PASSAGE =>

The York Theatre Royal: Nun of your business
This Georgian building is said to be haunted by a ghost known as the Grey Lady. This ghost haunts the dress circle, a room said to be once part of St Leonard’s Hospital run by an order of nuns. The story is that a young nun fell in love with a nobleman and after the scandalous discovery of the pair being lovers, she was punished by being bricked up in a windowless room with no escape. Although a harrowing story, sightings of the Grey Lady (the nun in her grey habit) in the dress circle is supposedly a good omen for that night’s theatre production.
Not sure how well I’d perform if I’d just seen a ghost but get it I guess xx
The Snickleway Inn: A bit sad really
Another pub, yay! Now, this Goodramgate venue is thought to be home to several ghosts. There are reports of the ghost of a young girl sitting on the stairs watching customers. Honestly, people-watching must be quite fun in the afterlife tbh.
Not as relatable is the sad ghost story of Marmaduke Buckle. Born in 1697 (a fact made clear from his etches), Buckle ended his life in 1715 in a room above the bar after struggling to get through life after being accused of witchcraft as a result of his multiple disabilities. He has been spotted roaming through the pub and reportedly seen through a window upstairs.

INFORMATION PROVIDED =>
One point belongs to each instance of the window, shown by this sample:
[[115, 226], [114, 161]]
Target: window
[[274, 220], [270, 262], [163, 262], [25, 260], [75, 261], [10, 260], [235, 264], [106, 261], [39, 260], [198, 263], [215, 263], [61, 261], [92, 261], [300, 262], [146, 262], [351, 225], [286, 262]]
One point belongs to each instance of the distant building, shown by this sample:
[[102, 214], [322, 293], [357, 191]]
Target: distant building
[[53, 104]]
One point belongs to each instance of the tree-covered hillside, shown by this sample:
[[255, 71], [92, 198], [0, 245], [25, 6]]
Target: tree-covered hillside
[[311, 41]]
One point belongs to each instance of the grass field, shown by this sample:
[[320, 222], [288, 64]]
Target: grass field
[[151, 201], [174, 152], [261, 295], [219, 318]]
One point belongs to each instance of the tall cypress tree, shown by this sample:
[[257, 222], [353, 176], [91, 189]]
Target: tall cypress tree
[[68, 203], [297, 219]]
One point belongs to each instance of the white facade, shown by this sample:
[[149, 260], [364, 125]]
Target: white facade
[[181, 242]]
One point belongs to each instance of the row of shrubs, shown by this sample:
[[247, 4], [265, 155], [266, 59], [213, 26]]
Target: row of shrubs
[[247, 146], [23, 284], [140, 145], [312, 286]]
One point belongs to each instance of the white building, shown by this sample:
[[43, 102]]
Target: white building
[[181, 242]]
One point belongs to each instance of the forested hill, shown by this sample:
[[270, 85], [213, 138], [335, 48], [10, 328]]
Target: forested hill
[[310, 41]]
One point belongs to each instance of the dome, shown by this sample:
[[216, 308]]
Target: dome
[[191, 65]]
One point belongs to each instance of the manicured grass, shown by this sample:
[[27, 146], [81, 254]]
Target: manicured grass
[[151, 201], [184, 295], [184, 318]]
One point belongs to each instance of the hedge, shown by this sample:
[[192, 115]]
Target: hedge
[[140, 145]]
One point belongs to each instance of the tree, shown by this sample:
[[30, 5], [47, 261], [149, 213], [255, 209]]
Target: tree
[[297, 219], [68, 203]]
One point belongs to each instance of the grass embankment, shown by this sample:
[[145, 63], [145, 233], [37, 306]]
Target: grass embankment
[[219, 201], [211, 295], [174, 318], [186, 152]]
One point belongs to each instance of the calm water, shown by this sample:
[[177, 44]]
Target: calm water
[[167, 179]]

TASK GOAL => Copy out the section of the York ghost-stories text that starts with "Not as relatable" and ends with "a window upstairs.", swapping "witchcraft" for "sorcery".

OUTPUT BELOW =>
Not as relatable is the sad ghost story of Marmaduke Buckle. Born in 1697 (a fact made clear from his etches), Buckle ended his life in 1715 in a room above the bar after struggling to get through life after being accused of sorcery as a result of his multiple disabilities. He has been spotted roaming through the pub and reportedly seen through a window upstairs.